Can you repeat, word for word, the passage from the article below on the brain's ability to change, starting at "Brain’s ability to change" and ending after "is called neuroplasticity."?

* _Page extract_:

####################

Brain’s ability to change has big implications for learning, forum hears
The brain has an amazing ability to change and that ability has countless implications for education, about 600 teachers and other education professionals were told Friday.
Every time a person learns a fact or a skill, they have changed their brain, said Lara Boyd, a brain researcher and professor at the University of B.C. This ability of the brain to change itself is called neuroplasticity.
“There is no drug that promotes neuroplasticity,” Boyd said, adding that neuroplasticity can be both positive, as in learning, and negative, as in addiction or chronic pain. Health, including stress, obesity and other issues, affects the ability of the brain to change itself.
“Chronic stress is very bad for brain health and learning,” she said, adding that meditation, exercise and getting enough sleep can help counter the effects of stress and improve the brain’s ability to learn.
Boyd is working on a research project at UBC that uses magnetic resonance imaging to study how the brain changes in students with learning disabilities as they learn.
Even the brains of children with learning difficulties can be improved with the right conditions and training, said Michael Merzenich, founder of the Brain Plasticity Institute, a research company that develops treatments for people with severe neurological impairments.

####################

* _Data provided_:
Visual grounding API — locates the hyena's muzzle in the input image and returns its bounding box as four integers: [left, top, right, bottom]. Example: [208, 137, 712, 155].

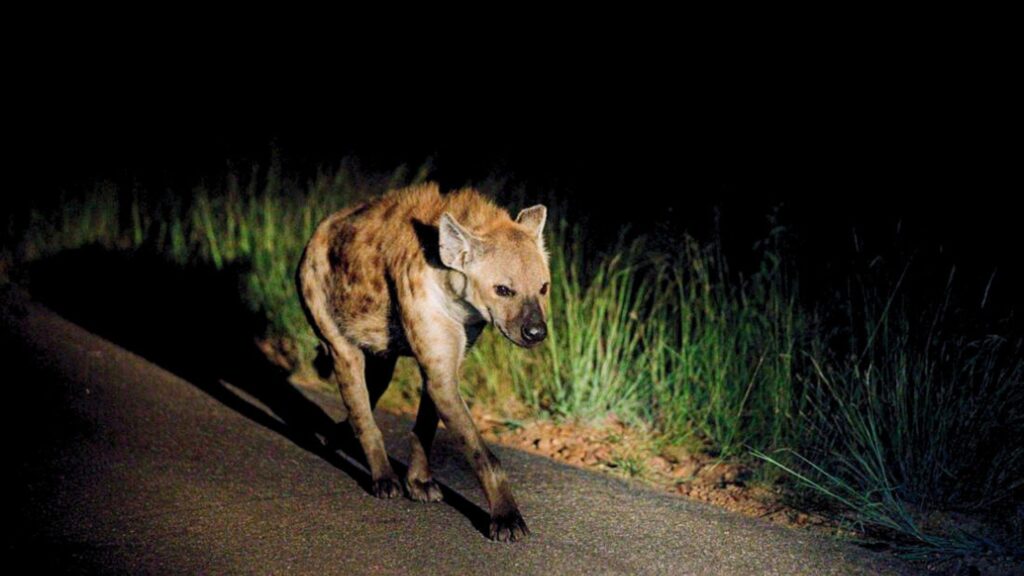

####################

* _Final answer_:
Brain’s ability to change has big implications for learning, forum hears
The brain has an amazing ability to change and that ability has countless implications for education, about 600 teachers and other education professionals were told Friday.
Every time a person learns a fact or a skill, they have changed their brain, said Lara Boyd, a brain researcher and professor at the University of B.C. This ability of the brain to change itself is called neuroplasticity.